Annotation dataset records
= = = = = = =

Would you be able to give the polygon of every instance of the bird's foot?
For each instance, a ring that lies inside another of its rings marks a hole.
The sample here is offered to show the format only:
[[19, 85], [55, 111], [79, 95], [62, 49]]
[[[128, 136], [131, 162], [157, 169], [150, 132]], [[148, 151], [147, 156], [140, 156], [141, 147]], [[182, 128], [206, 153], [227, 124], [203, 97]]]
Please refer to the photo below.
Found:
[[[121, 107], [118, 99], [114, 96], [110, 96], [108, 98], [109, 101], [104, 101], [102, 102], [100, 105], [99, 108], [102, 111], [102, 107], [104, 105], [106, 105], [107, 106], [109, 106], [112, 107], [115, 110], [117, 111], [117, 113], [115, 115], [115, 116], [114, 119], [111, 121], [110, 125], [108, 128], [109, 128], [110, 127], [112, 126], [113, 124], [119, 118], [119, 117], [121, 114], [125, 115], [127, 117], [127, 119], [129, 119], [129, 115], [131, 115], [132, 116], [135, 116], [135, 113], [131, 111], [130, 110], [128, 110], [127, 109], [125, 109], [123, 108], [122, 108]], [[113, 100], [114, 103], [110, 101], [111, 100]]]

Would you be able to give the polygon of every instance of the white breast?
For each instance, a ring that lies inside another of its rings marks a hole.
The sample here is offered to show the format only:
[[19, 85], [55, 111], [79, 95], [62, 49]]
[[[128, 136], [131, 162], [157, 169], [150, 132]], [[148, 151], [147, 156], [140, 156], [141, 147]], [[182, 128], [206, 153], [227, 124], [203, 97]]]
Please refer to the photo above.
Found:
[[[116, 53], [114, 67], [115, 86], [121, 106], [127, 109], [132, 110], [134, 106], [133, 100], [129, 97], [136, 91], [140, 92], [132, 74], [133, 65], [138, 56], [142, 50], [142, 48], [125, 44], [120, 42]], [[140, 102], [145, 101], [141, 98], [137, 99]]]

= = = = = = =

INSTRUCTIONS FOR THE TASK
Reproduce the entire listing above line by line, requests included, with every polygon coordinate in the answers increased by 37. Leave the numbers in the requests and their format samples unchanged.

TASK RESPONSE
Would you be able to give the polygon of every instance of the bird's foot?
For each instance, a ring that lies inside another of its rings marks a hole.
The sample here is offered to show the format only:
[[19, 85], [55, 111], [79, 95], [62, 49]]
[[[128, 136], [131, 162], [157, 169], [150, 132]], [[148, 151], [147, 156], [140, 156], [141, 147]], [[182, 128], [206, 153], [227, 124], [203, 97]]]
Please refer to the photo below.
Found:
[[[158, 144], [155, 136], [151, 133], [147, 133], [145, 135], [146, 138], [141, 138], [139, 139], [137, 142], [136, 145], [139, 148], [139, 144], [141, 142], [143, 142], [144, 143], [146, 143], [149, 144], [152, 147], [154, 148], [154, 150], [152, 152], [152, 153], [151, 156], [148, 158], [147, 162], [145, 165], [146, 165], [147, 164], [149, 163], [150, 161], [156, 155], [156, 154], [158, 151], [162, 152], [164, 154], [164, 156], [166, 156], [166, 152], [168, 152], [169, 153], [172, 153], [172, 150], [168, 148], [167, 147], [165, 147], [164, 146], [162, 146], [160, 145], [159, 145]], [[150, 137], [151, 140], [147, 138], [148, 137]]]

Would you be able to give the polygon of every instance of the white breast?
For each instance, a ring that lies inside another of its rings marks a hole.
The sample here is offered to show the format only:
[[19, 85], [55, 111], [79, 95], [62, 49]]
[[[128, 136], [131, 162], [157, 169], [150, 132]], [[148, 151], [147, 156], [140, 156], [141, 147]], [[182, 128], [206, 153], [227, 124], [203, 97]]]
Please refer to the photo above.
Found:
[[[153, 90], [151, 104], [152, 123], [158, 143], [164, 146], [169, 147], [171, 143], [170, 137], [166, 134], [173, 128], [177, 129], [169, 111], [170, 102], [175, 93], [179, 87], [179, 85], [162, 81], [157, 79]], [[177, 139], [182, 138], [178, 135], [174, 136]]]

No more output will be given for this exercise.